> _WHAT THE TASK REQUIRES_: Below is a block of data; give all of it again word for word.

> _EXTRACTED INFORMATION_:
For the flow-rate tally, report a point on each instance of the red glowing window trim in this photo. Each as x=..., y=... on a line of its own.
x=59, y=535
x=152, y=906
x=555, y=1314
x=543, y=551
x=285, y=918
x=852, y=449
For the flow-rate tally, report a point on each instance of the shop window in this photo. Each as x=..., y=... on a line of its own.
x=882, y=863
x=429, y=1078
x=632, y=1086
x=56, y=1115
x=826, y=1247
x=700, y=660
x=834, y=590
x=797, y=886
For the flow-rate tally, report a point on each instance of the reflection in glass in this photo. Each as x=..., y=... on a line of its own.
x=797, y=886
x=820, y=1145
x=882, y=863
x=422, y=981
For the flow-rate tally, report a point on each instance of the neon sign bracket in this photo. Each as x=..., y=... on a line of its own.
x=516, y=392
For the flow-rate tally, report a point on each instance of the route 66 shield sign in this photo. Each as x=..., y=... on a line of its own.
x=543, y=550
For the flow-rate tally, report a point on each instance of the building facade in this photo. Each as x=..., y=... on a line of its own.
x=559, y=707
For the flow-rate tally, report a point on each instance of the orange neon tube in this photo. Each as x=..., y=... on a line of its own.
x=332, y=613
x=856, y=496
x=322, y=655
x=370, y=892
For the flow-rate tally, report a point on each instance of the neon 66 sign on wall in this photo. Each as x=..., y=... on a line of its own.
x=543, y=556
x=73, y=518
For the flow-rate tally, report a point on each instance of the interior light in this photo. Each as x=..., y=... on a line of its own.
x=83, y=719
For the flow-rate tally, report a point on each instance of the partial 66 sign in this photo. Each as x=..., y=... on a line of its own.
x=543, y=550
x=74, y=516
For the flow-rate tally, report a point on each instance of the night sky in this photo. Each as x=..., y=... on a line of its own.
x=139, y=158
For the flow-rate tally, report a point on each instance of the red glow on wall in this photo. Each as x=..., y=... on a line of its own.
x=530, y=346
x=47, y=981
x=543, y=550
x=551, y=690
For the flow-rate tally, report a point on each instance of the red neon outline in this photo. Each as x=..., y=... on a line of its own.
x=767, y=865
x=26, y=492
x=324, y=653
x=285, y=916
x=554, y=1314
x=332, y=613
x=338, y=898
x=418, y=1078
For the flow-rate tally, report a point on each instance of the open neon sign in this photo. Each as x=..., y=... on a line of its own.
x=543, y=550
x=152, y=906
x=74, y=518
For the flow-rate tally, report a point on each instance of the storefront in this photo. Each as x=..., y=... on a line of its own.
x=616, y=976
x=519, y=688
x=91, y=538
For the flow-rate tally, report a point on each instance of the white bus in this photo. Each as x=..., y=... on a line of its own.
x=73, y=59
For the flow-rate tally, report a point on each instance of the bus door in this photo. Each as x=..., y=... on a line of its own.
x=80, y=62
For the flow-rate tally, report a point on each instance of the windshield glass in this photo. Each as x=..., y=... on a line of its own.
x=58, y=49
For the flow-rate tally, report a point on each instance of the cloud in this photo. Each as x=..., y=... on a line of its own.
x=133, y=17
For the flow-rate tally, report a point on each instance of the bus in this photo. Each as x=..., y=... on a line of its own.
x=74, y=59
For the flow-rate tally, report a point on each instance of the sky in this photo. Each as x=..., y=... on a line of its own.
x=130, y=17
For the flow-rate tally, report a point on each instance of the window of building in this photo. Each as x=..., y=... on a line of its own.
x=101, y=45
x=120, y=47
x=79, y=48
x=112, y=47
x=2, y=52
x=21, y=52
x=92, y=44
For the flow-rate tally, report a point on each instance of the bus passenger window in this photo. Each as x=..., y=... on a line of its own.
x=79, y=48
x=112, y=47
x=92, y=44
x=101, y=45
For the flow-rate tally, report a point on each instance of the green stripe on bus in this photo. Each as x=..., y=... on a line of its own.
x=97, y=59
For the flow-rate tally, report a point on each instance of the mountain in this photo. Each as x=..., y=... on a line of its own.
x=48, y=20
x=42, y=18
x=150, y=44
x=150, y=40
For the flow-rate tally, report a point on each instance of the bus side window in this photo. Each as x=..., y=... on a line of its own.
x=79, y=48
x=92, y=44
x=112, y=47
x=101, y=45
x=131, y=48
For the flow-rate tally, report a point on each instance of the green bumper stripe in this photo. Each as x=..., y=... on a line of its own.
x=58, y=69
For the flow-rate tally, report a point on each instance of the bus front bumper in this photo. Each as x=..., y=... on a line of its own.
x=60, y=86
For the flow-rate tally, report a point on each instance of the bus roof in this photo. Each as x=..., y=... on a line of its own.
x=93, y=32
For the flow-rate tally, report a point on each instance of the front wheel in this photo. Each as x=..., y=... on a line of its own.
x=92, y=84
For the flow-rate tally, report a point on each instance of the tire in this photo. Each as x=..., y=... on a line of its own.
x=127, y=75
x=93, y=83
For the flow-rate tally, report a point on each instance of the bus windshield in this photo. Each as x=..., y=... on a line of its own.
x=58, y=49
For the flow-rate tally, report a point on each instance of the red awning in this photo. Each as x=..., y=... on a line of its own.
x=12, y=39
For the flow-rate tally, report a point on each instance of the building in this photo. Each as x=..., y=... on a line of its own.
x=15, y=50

> _WORKED SOLUTION_:
For the flow-rate tally, report a point on each instance of the red glowing window trim in this photo. Each as x=..., y=... on a line of its own.
x=59, y=535
x=152, y=906
x=555, y=1314
x=543, y=551
x=285, y=918
x=852, y=449
For the flow-rate tally, report a point on each instance of the shop window in this photo. Each as x=..., y=... on a line of its own.
x=882, y=863
x=429, y=1078
x=632, y=1086
x=56, y=1115
x=826, y=1247
x=700, y=660
x=834, y=590
x=797, y=886
For the flow-rate tally, report a point on each instance of the reflection in glass in this photo. Each as x=..., y=... on a line of its own.
x=797, y=886
x=820, y=1145
x=882, y=863
x=422, y=981
For the flow-rate tally, report a point on each instance of the neon sign bracket in this photo. Each as x=..., y=... on a line of its own.
x=516, y=392
For the flow-rate tally, report a point on each instance of the route 66 shield sign in this photo. Each as x=..., y=... on a line of its own.
x=543, y=550
For the flow-rate tally, report a point on each instance of the building facade in this photo. Each as x=..., y=... on a line of its own.
x=559, y=707
For the flow-rate tally, report a point on each instance of the orange neon tube in this photo. Each as x=..., y=... on a line of its own.
x=332, y=613
x=856, y=496
x=322, y=655
x=370, y=892
For the flow-rate tally, report a point on each instance of the neon 66 sign on wall in this photo. Each as x=..., y=... on a line of its own.
x=543, y=556
x=73, y=518
For the flow-rate tally, report a point on each instance of the interior light in this photo. Each as x=..., y=... on a line of its own.
x=83, y=719
For the flow-rate tally, report a point on each instance of the partial 66 sign in this photo. Each as x=..., y=... on a line of its own.
x=543, y=550
x=74, y=516
For the flow-rate tally, report a point on each instance of the night sky in this photo. Each as x=..., y=... on a line of its own.
x=139, y=158
For the flow-rate tally, report a point on each instance of the red glow on wall in this photo. Each as x=..., y=... on a line of its own.
x=530, y=346
x=47, y=981
x=543, y=550
x=551, y=690
For the flow-rate tally, report a point on each instance of the red neon outline in this photo. Each as x=..., y=... on a line of its own.
x=767, y=865
x=26, y=492
x=324, y=653
x=285, y=916
x=554, y=1314
x=332, y=613
x=338, y=898
x=418, y=1078
For the flow-rate tally, report a point on each instance of the open neon sign in this photo. Each as x=..., y=... on a line of its own.
x=543, y=550
x=152, y=906
x=74, y=518
For the flow-rate tally, report a point on each instance of the storefront in this photo. Each as x=..., y=... on a line of its own.
x=616, y=976
x=519, y=688
x=91, y=538
For the flow-rate tally, report a point on each instance of the white bus in this photo. Each as x=..., y=... on a line of its own.
x=73, y=59
For the flow-rate tally, report a point on each instance of the bus door in this photo. Each as x=..., y=... on a line of its own.
x=80, y=62
For the flow-rate tally, report a point on each instance of the windshield glass in this photo. Each as x=..., y=... on a line of its own.
x=58, y=49
For the flow-rate tally, report a point on each instance of the cloud in this photo. Each as x=..., y=... on a line of its own.
x=133, y=17
For the flow-rate tally, report a point on each instance of the bus in this photo. Each as x=..., y=... on a line of its own.
x=74, y=59
For the flow-rate tally, report a point on each instance of the sky in this photo. Each as x=..., y=... on a line of its own.
x=130, y=17
For the flow-rate tally, report a point on each instance of the window of building in this photo. Each as x=..., y=... on a line of its own.
x=101, y=45
x=120, y=47
x=79, y=48
x=112, y=47
x=2, y=52
x=21, y=52
x=92, y=44
For the flow-rate tally, report a point on each instance of the bus passenger window in this photo. Each as x=..., y=... on a line of its own.
x=79, y=48
x=112, y=47
x=92, y=44
x=101, y=45
For the flow-rate tally, report a point on each instance of the green stripe on bus in this photo. Each as x=..., y=... on a line of its own.
x=97, y=59
For the flow-rate tally, report a point on each instance of the mountain in this photo. Each as x=..., y=... on a line of its own.
x=48, y=20
x=42, y=18
x=150, y=44
x=150, y=40
For the flow-rate tally, report a point on each instance of the bus side window in this photo. Each as x=..., y=... on a line of its own.
x=79, y=48
x=92, y=44
x=112, y=47
x=101, y=45
x=131, y=48
For the flow-rate tally, report a point on each instance of the green bumper stripe in this photo. Each as x=..., y=... on a line of its own.
x=58, y=69
For the flow-rate tally, report a point on each instance of the bus front bumper in this photo. Each as x=..., y=... on a line of its own.
x=60, y=86
For the flow-rate tally, report a point on each instance of the bus roof in this photo. Each as x=..., y=... on a line of its own.
x=93, y=32
For the flow-rate tally, report a point on each instance of the front wheel in this photo. Each as x=..., y=... on a line of its own.
x=92, y=84
For the flow-rate tally, report a point on each instance of the tire in this photo. Each as x=..., y=... on a line of its own.
x=127, y=75
x=93, y=83
For the flow-rate tally, report a point on each instance of the bus windshield in this photo. Each as x=..., y=... on a line of its own.
x=58, y=49
For the flow-rate tally, report a point on each instance of the red awning in this photo. Each as x=..., y=... on a line of its own.
x=12, y=39
For the flow-rate tally, report a point on each instance of the building in this photo. Each as x=..., y=... on a line of its own.
x=15, y=50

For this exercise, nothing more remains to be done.